**EXERCISE BRIEF:**
Print the data that follows exactly as it stands, from its first line through the line containing "Expected: one point per instance of the car wheel, with", and stop there.

Dataset items:

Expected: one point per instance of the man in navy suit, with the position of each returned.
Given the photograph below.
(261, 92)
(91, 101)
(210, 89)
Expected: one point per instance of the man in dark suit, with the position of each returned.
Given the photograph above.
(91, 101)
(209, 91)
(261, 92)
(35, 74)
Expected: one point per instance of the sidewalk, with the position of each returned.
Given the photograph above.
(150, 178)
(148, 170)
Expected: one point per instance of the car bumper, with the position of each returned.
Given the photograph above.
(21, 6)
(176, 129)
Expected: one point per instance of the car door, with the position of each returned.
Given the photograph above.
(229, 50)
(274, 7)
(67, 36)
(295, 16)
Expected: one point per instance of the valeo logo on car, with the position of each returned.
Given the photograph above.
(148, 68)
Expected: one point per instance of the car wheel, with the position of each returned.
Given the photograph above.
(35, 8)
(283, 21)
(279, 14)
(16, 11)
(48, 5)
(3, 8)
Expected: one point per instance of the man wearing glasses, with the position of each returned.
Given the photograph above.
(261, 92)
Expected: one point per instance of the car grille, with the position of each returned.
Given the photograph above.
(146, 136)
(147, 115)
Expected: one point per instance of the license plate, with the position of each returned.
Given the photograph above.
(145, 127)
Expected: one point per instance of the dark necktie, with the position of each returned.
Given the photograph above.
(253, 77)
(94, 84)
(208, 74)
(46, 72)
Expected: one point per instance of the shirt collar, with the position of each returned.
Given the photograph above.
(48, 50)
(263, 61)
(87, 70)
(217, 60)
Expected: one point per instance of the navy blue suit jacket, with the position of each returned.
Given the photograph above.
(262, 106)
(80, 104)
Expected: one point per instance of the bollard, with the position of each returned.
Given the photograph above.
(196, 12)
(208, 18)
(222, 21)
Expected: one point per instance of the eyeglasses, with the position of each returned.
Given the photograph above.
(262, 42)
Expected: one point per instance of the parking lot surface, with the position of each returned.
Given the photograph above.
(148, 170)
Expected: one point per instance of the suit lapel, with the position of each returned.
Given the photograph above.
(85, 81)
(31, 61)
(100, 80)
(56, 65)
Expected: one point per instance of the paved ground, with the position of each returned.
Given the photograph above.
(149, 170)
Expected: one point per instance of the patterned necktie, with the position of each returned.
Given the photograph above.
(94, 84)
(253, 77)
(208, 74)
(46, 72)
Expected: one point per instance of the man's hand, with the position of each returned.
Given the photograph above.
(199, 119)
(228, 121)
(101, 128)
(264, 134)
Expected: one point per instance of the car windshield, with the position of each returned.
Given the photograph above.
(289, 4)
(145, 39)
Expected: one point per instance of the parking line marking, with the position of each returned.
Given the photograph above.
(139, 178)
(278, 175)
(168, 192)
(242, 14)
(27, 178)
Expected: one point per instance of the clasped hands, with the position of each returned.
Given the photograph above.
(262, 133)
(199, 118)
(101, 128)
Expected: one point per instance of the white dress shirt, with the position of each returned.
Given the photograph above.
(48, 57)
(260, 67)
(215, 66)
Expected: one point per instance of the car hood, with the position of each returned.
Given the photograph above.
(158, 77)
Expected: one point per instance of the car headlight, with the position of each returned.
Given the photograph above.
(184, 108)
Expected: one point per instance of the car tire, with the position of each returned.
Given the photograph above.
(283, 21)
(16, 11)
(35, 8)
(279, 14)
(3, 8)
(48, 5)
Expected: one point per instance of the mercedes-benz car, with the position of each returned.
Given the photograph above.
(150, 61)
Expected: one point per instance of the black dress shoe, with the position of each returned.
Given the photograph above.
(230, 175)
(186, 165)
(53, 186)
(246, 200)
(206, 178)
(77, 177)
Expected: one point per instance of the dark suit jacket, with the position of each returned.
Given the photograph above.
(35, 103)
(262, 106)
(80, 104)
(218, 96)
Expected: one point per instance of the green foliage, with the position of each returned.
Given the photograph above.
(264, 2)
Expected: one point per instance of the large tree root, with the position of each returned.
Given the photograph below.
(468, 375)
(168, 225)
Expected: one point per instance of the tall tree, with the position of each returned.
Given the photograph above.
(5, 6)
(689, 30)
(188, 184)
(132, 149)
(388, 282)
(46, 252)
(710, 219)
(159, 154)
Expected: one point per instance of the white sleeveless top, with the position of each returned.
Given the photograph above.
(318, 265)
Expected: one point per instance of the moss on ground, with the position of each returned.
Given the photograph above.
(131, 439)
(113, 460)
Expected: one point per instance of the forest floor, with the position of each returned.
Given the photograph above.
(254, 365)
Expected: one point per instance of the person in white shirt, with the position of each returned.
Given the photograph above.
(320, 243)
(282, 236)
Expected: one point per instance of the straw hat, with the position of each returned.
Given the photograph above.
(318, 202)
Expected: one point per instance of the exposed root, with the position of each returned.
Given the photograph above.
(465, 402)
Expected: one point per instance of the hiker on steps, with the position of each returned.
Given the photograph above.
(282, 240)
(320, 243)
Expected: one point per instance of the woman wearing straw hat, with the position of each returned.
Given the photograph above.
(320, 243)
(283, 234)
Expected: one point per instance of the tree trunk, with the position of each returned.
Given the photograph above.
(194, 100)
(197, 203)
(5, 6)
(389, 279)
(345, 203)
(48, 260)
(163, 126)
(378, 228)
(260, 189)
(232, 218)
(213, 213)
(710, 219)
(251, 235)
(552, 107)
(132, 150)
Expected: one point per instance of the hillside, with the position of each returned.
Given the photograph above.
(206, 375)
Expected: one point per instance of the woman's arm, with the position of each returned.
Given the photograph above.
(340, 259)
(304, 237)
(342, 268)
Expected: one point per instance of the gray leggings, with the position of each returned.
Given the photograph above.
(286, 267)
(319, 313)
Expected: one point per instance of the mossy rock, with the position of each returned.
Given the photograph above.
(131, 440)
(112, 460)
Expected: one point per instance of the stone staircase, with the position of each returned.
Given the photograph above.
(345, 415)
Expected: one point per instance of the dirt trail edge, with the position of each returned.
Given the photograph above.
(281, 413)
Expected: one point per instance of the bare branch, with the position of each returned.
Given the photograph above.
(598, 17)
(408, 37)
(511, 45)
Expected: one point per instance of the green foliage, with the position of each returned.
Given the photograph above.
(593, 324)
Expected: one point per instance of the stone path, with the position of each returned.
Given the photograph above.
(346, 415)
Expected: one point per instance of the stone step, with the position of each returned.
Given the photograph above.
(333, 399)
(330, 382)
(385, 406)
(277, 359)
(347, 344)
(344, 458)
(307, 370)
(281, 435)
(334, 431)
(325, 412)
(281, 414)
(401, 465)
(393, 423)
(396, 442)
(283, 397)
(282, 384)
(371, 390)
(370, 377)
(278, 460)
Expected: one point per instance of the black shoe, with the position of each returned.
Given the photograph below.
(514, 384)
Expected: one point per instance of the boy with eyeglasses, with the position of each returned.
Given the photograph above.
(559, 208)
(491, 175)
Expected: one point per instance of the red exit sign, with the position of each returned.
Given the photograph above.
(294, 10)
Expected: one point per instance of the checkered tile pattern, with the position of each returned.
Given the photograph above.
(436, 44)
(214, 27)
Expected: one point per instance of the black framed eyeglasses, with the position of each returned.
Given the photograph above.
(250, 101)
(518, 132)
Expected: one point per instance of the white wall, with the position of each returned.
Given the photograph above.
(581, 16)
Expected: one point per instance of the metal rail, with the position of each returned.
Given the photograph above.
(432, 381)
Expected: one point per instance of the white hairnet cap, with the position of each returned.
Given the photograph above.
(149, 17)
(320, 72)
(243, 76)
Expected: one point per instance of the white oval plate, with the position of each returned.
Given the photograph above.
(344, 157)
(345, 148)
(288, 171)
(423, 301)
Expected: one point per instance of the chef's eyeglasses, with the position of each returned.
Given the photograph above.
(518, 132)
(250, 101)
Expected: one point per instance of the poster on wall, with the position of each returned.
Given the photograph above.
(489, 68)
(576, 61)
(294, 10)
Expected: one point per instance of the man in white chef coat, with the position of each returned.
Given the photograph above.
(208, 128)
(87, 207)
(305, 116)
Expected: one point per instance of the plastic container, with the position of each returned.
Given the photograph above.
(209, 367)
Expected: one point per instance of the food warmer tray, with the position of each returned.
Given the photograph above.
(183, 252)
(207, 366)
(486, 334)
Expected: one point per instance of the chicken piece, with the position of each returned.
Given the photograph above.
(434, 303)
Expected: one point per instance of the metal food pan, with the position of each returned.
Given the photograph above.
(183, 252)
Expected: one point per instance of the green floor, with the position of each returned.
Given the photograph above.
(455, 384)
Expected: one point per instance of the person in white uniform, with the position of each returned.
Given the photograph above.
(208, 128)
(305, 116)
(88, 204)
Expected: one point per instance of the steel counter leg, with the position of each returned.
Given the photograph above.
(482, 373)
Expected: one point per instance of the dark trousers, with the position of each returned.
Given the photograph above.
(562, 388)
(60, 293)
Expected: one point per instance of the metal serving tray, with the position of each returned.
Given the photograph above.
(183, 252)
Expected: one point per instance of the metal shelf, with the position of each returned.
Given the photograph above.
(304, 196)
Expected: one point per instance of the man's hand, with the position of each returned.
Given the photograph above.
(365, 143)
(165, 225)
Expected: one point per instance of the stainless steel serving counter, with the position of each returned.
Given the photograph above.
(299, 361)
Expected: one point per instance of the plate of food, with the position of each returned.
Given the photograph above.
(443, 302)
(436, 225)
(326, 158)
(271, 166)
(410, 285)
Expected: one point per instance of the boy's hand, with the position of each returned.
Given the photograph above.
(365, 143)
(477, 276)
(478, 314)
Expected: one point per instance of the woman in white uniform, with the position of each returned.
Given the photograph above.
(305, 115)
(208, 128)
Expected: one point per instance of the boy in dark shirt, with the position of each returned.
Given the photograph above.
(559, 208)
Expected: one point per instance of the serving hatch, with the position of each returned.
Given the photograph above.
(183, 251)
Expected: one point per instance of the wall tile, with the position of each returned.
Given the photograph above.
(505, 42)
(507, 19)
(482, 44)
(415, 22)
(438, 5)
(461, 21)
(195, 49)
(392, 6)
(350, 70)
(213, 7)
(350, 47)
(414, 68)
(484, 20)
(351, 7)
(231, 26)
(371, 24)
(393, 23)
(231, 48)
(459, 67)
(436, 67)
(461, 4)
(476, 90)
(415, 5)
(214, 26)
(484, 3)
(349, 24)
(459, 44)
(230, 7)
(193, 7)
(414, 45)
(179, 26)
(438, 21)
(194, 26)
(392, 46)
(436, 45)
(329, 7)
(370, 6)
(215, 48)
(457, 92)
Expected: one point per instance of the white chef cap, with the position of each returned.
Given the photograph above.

**THE ANSWER:**
Expected: one point per instance of the man in navy suit, with the position of each returned.
Given the photograph below.
(261, 92)
(91, 101)
(210, 89)
Expected: one point per instance of the man in dark suit, with the position of each returned.
Given the photograph above.
(91, 101)
(209, 91)
(261, 92)
(35, 74)
Expected: one point per instance of the sidewalk, with the position of each returned.
Given the photograph above.
(150, 178)
(148, 170)
Expected: one point per instance of the car bumper, with the position of each returned.
Given the photograph above.
(21, 6)
(176, 129)
Expected: one point per instance of the car door, with the position of each returned.
Given the photograph above.
(229, 50)
(274, 7)
(67, 36)
(295, 16)
Expected: one point per instance of the valeo logo on car, with the position of each returned.
Given the photograph above.
(148, 68)
Expected: one point per instance of the car wheel, with the position of each returned.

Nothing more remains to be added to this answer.